**Exercise instructions:**
Begin at the line of the records that has "[tag] one dot per instance, sample [160,293]." and reproduce every line through the end of the records, requests included, scaling each answer coordinate by 0.85 and rounding to whole numbers with halves rounded up. Leave the sample coordinates in the requests unchanged.

☆ ☆ ☆ ☆ ☆ ☆ ☆

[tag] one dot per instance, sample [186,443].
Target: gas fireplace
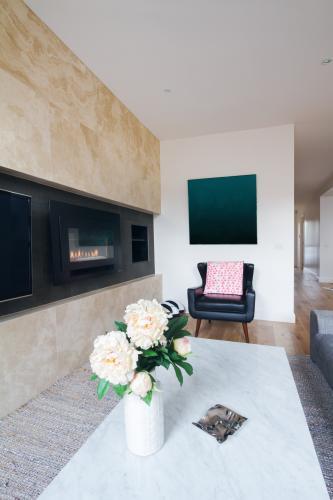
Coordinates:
[83,239]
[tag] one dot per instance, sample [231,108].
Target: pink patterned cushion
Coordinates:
[224,278]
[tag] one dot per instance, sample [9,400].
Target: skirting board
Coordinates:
[325,279]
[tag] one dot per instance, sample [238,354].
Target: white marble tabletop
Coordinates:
[270,458]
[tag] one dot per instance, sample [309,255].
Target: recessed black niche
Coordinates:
[93,248]
[139,243]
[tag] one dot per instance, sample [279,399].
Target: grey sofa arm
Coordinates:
[321,322]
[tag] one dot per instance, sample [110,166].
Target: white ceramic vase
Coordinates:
[144,424]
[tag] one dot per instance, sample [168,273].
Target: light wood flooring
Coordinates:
[309,294]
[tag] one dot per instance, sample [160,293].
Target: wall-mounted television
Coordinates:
[15,245]
[223,210]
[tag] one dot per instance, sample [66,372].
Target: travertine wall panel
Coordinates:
[43,345]
[61,124]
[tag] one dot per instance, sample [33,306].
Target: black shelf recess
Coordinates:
[139,243]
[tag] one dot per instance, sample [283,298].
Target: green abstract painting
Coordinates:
[223,210]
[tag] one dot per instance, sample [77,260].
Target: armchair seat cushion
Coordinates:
[216,302]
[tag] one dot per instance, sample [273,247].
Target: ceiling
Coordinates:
[229,65]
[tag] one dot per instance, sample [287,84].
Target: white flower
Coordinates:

☆ ☆ ☆ ☆ ☆ ☆ ☆

**Output of the exercise:**
[tag] one dot per instance, sample [160,293].
Target: wall-mounted television
Coordinates:
[13,208]
[190,179]
[tag] one dot per instance, sample [66,372].
Target: travertine wall panel
Coordinates:
[37,293]
[52,105]
[tag] one dot per instance, sample [33,306].
Target: black shelf recess
Coordinates:
[118,207]
[tag] one dot per instance, sample [283,298].
Target: green abstract painting
Coordinates:
[190,179]
[tag] one dot per instance, sample [77,260].
Target: armchair seat cushion
Coordinates:
[184,257]
[tag] one dot per instance, sample [273,247].
Target: ceiling
Coordinates:
[195,55]
[tag] one dot per instance, sample [287,84].
Target: white flower
Coordinates:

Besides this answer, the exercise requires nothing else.